#### [Work to complete]
1. Copy the passage of the merger filing excerpt word for word, starting with "The information set forth in the Introductory Note and" and going on through "into this Item 5.01.".
2. In the merger filing excerpt, who became the directors of the Company in connection with the consummation of the Merger?
3. Do these statements agree with the merger filing excerpt? Answer yes or no for each, quoting the deciding words. (a) The Company asked that trading of its shares on NASDAQ be suspended before market open on the Closing Date. (b) Donald F. Neville stayed on as a director after the Merger. (c) The Company itself filed the Form 25 notification with the Securities and Exchange Commission.

#### [Document section]
+ + +
On the Closing Date, in connection with the consummation of the Merger, the Company notified NASDAQ Stock Market LLC (“NASDAQ”) that the Merger had been consummated and requested that the trading of its shares on NASDAQ be suspended prior to market open on the Closing Date and that the listing of its shares on NASDAQ be withdrawn. In addition, the Company requested that NASDAQ file with the Securities and Exchange Commission a notification on Form 25 to report the delisting of the Shares from NASDAQ and to deregister its shares under Section 12(b) of the Securities Exchange Act of 1934, as amended.

 

Item 3.03.

Material Modification to Rights of Security Holders.

 

The information set forth in the Introductory Note and under Items 3.01 and 5.03 of this Current Report on Form 8-K is incorporated by reference into this Item 3.03.

 

Item 5.01.

Changes in Control of Registrant.

 

The information set forth in the Introductory Note is incorporated by reference into this Item 5.01.

 

Item 5.02.

Departure of Directors or Certain Officers; Election of Directors; Appointment of Certain Officers; Compensatory Arrangements of Certain Officers.

 

In connection with the consummation of the Merger, each of Thomas B. Pickens III, Andrea Goren, Robert N. McFarland, Kent Misemer and Donald F. Neville ceased to be Directors of the Company, and Michael Cho, Olivier Leonetti and Jim Kaput became the directors of the Company, each to hold office in accordance with the certificate of incorporation and bylaws of the Company until their respective successors are duly elected or appointed and qualified.
+ + +
#### [Given information]
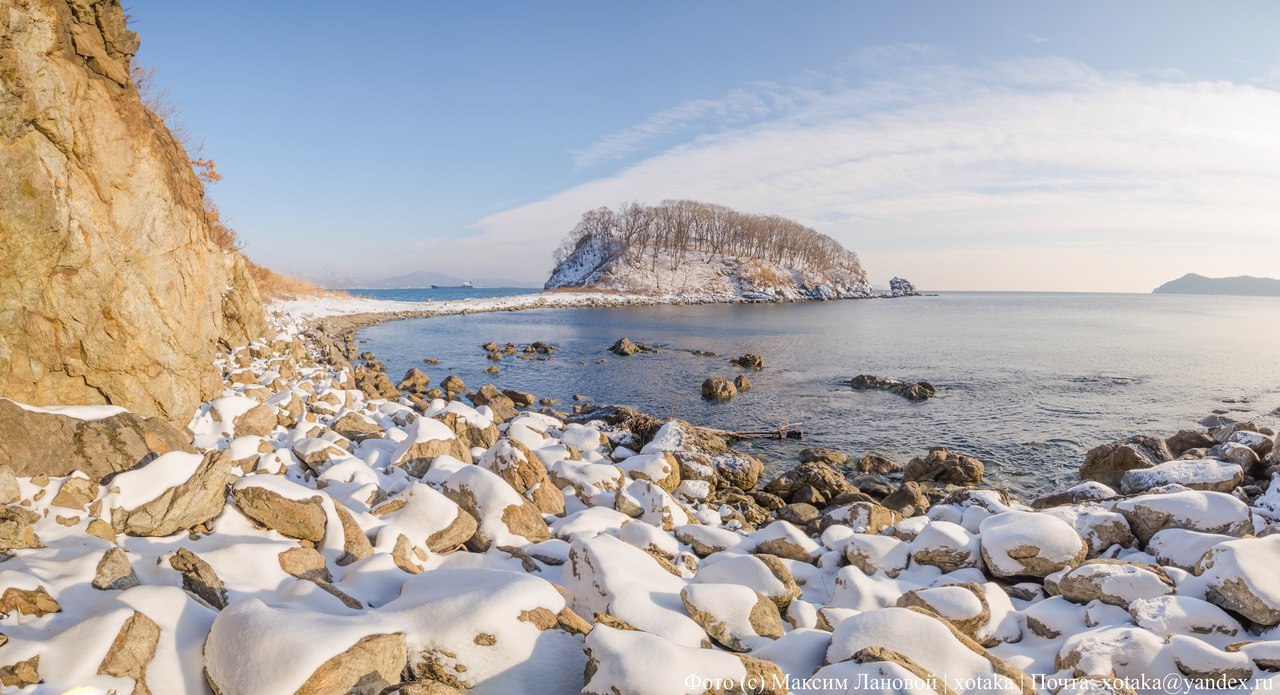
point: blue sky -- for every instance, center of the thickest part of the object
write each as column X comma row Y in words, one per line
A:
column 1093, row 146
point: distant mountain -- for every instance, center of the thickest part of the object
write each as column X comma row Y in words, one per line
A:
column 1244, row 286
column 420, row 278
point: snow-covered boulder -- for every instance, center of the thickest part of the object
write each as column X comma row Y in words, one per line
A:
column 1201, row 474
column 1114, row 581
column 913, row 639
column 1192, row 510
column 1029, row 544
column 1239, row 575
column 735, row 616
column 946, row 545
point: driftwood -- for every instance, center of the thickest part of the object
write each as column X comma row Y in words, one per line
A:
column 794, row 430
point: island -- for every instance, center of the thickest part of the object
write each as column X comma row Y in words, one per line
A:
column 1242, row 286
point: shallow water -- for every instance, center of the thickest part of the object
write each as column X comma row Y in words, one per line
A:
column 1025, row 382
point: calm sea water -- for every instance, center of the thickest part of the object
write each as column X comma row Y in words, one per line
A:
column 1027, row 382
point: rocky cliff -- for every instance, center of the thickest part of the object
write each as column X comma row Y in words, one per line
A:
column 112, row 289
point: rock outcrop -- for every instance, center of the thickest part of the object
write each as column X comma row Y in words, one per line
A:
column 113, row 289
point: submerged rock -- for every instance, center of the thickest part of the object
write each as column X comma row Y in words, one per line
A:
column 918, row 391
column 718, row 388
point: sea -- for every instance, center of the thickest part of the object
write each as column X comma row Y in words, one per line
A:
column 1027, row 382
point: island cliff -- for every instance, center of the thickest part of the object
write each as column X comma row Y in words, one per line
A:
column 112, row 289
column 704, row 252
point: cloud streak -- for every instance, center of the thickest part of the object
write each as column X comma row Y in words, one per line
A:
column 1111, row 182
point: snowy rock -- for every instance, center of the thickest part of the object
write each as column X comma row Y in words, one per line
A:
column 521, row 469
column 425, row 439
column 1029, row 544
column 1114, row 652
column 1202, row 663
column 1175, row 615
column 1109, row 462
column 1205, row 474
column 114, row 571
column 1192, row 510
column 426, row 519
column 766, row 575
column 1182, row 548
column 1075, row 494
column 877, row 553
column 947, row 547
column 661, row 469
column 275, row 503
column 606, row 575
column 1239, row 576
column 173, row 493
column 964, row 606
column 926, row 645
column 503, row 516
column 1114, row 581
column 734, row 616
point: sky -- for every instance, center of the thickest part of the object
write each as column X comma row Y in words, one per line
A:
column 1086, row 146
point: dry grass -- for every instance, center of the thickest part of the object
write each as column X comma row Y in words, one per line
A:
column 275, row 286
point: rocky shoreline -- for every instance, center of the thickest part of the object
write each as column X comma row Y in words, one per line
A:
column 329, row 531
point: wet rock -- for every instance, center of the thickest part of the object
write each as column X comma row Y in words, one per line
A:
column 503, row 408
column 718, row 388
column 814, row 474
column 753, row 362
column 878, row 465
column 1107, row 463
column 414, row 382
column 918, row 391
column 942, row 465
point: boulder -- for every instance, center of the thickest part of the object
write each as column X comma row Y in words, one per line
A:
column 35, row 443
column 735, row 616
column 718, row 388
column 195, row 497
column 114, row 572
column 503, row 408
column 1192, row 510
column 115, row 289
column 1109, row 462
column 1202, row 474
column 199, row 577
column 750, row 361
column 878, row 465
column 942, row 465
column 816, row 475
column 1114, row 581
column 1029, row 544
column 414, row 382
column 282, row 506
column 1239, row 577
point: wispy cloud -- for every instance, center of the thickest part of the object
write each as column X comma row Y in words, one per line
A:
column 1041, row 174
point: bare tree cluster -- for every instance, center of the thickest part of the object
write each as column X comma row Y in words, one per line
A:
column 671, row 231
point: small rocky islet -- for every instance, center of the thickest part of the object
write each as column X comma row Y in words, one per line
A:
column 391, row 539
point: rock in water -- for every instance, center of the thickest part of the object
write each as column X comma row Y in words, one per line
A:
column 1109, row 462
column 718, row 388
column 104, row 222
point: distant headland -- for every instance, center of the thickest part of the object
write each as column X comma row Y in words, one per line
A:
column 1244, row 286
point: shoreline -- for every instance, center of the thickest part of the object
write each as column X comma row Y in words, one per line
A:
column 338, row 315
column 324, row 507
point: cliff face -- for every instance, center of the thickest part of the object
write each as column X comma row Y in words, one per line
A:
column 110, row 288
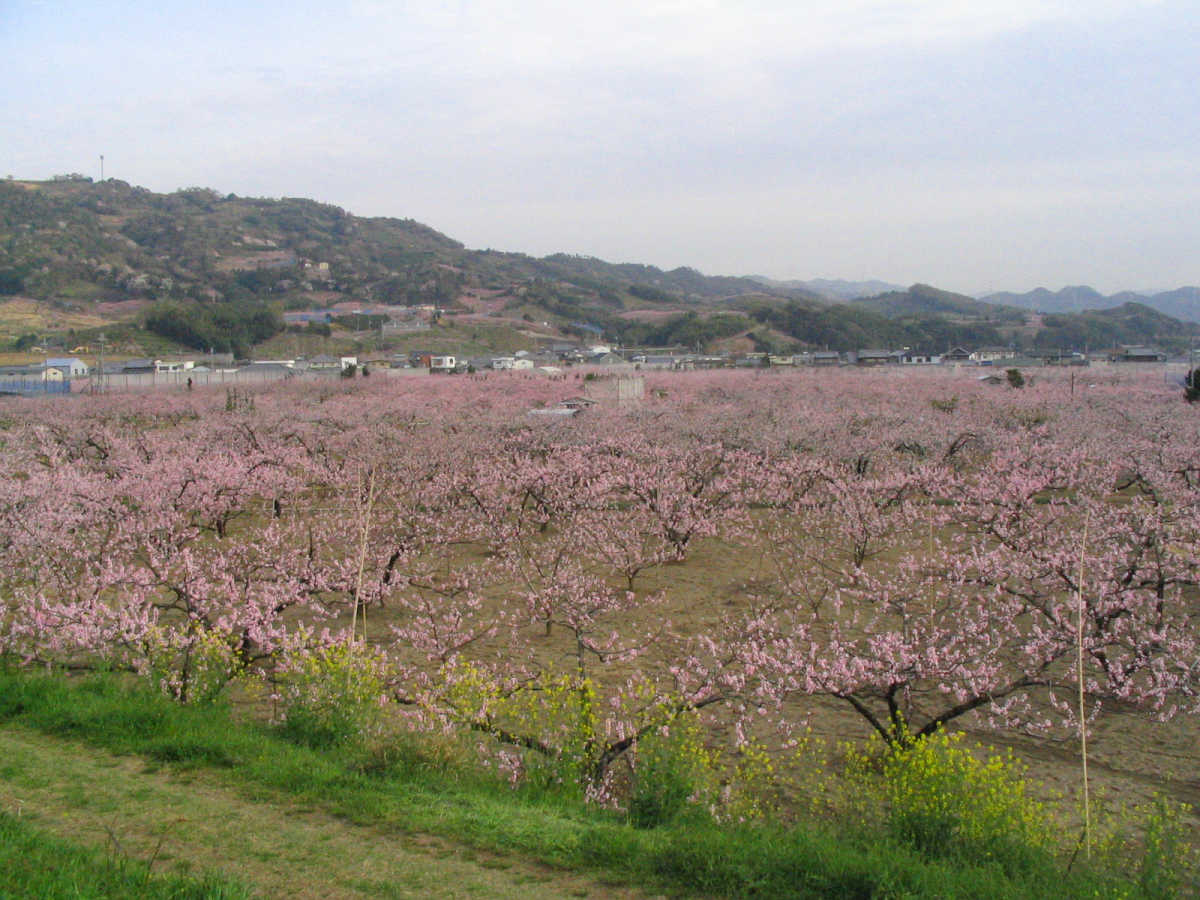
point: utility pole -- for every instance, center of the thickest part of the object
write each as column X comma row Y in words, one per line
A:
column 100, row 381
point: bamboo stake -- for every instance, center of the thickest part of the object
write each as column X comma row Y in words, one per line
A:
column 1079, row 677
column 364, row 533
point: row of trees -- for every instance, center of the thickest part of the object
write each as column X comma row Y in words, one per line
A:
column 917, row 549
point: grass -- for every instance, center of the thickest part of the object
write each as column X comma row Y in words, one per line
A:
column 34, row 863
column 415, row 795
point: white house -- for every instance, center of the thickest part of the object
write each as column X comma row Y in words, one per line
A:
column 67, row 366
column 167, row 366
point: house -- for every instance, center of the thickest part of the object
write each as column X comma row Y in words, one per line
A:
column 907, row 358
column 162, row 366
column 875, row 358
column 69, row 366
column 1137, row 354
column 324, row 363
column 825, row 358
column 991, row 354
column 319, row 317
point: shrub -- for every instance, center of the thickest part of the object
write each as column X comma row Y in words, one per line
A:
column 945, row 798
column 193, row 665
column 333, row 695
column 672, row 772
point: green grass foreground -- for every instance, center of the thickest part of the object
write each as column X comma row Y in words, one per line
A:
column 34, row 863
column 412, row 793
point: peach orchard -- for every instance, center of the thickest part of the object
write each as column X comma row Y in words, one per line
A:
column 931, row 550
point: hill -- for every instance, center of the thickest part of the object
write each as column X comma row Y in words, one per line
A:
column 204, row 270
column 1182, row 303
column 833, row 289
column 927, row 300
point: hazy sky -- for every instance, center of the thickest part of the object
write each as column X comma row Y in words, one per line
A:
column 972, row 144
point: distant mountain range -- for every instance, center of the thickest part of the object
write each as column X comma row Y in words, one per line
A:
column 833, row 288
column 207, row 270
column 1182, row 303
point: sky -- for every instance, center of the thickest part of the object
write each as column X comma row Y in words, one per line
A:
column 982, row 145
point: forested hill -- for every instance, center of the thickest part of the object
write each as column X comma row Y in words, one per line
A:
column 201, row 269
column 1182, row 303
column 76, row 240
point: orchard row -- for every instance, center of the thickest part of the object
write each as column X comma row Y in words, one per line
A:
column 929, row 547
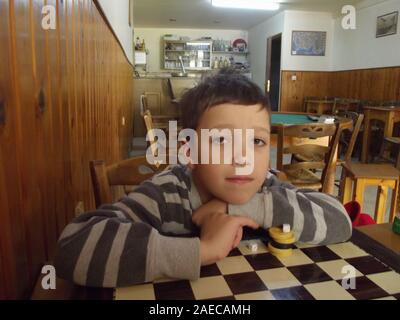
+ + +
#### [Task-by-task outputs]
1.
The information set forth in the Introductory Note and under Items 3.01 and 5.03 of this Current Report on Form 8-K is incorporated by reference into this Item 3.03.

 

Item 5.01.

Changes in Control of Registrant.

 

The information set forth in the Introductory Note is incorporated by reference into this Item 5.01.

2. Michael Cho, Olivier Leonetti and Jim Kaput.

3.
(a) Yes: "requested that the trading of its shares on NASDAQ be suspended prior to market open on the Closing Date"
(b) No: "each of Thomas B. Pickens III, Andrea Goren, Robert N. McFarland, Kent Misemer and Donald F. Neville ceased to be Directors of the Company"
(c) No: "the Company requested that NASDAQ file with the Securities and Exchange Commission a notification on Form 25"